### AVAILABLE DATA ###

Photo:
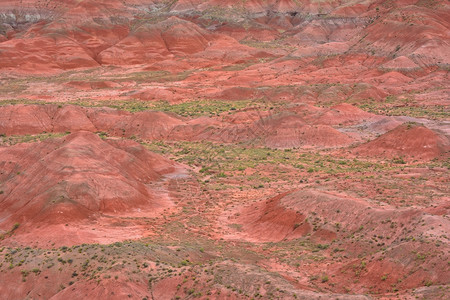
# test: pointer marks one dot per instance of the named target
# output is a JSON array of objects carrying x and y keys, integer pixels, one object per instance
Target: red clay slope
[
  {"x": 76, "y": 177},
  {"x": 410, "y": 141}
]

###

Can you reproduce the listing above character for character, leaving out the picture?

Photo:
# test: pointer marks one dot per instance of the named target
# output is a JSON array of objects carrying x and y keys, integer pixels, one object per instance
Target: red clay slope
[
  {"x": 76, "y": 177},
  {"x": 410, "y": 141}
]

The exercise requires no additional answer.